◆ Given instruction
In the essay about Fridays, what French term does the writer use for a fixed idea that refuses to go away?

Like everyone else, I love Fridays.
It was Friday. Friday is my day off. It also happens to be my Sabbath. I’m rather possessive of Fridays since they have become so reconstructive to my psyche, such as it is. Yet, ironically, if there is ever a day I feel more stressed about “wasting” free time, it’s Friday.
I have a fixation with fixations: an idea, a besetting issue, relational matters, missing car keys or, God forbid, a misplaced book bag. Whenever an idea, either good or bad, finds a perpetual return, I can get stuck in what the French call an idée fixe, a fixed idea. It’s something that, good or bad, refuses to go away; a kind of paralysis.

My brain and my soul spar over time served, with neither winning. I should be working harder at not doing something significantly insignificant. It’s a bit like standing in front of a wet paint sign and sensing an overpowering need to touch something, just to be sure. “Don’t think about sex,” the deacon tells the unsuspecting youth group and, for the next half hour, boys have a dreamy look in their eyes with one eyelid partially closed and crossing their legs. Ha! As if they’re fooling anyone.
I love to practice silence and contemplative prayer on these days and deal with distractions about the same as anyone else – poorly. But of all the distractions with which I’d prefer not to do battle during contemplative prayer, some trite, facile, mind-numbingly repetitive song would top the list. It just keeps showing up no matter how hard I try to redirect or quell the noise. You know that thing where, at sixteen, you finally get a chance to lean in for the long awaited kiss but start laughing instead because of the impressive fart joke your jackass buddy told you earlier that day? It just keeps showing up at the worst moments. Or, when you’re trying to find the Zen of vacuuming the stairs but the only thing that incessantly hammers away at your brain is that ditty from the ghastly used car commercial that sounds like it was written by angry zombies on a bad acid high.

◆ Supplied information
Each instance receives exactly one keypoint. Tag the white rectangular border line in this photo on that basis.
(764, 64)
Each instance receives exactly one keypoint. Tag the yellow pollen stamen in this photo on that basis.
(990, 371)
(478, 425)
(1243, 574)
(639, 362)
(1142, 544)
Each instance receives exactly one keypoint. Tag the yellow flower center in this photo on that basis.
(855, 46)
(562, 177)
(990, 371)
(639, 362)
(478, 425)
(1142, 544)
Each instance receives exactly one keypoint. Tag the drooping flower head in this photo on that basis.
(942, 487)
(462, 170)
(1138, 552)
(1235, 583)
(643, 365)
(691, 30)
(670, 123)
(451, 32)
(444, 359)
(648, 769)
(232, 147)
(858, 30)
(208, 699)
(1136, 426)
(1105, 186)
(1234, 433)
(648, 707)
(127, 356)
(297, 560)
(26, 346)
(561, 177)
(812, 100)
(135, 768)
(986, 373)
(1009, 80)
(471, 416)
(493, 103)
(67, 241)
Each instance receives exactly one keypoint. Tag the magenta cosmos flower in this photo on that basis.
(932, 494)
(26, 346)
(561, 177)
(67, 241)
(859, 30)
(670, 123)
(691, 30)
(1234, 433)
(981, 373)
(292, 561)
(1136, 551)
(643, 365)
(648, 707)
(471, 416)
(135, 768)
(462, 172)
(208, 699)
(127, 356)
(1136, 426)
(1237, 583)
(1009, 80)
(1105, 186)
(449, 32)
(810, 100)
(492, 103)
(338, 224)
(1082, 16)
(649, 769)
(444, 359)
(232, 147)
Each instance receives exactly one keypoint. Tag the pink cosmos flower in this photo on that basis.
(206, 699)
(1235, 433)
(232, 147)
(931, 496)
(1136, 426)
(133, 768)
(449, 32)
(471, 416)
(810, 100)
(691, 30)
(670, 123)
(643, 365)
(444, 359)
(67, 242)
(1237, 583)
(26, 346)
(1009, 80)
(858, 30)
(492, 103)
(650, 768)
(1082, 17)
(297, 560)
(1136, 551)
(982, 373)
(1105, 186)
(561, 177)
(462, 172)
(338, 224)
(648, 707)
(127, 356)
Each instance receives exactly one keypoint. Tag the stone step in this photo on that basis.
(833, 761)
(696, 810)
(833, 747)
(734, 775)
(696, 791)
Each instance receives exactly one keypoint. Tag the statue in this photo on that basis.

◆ Complete answer
Idée fixe.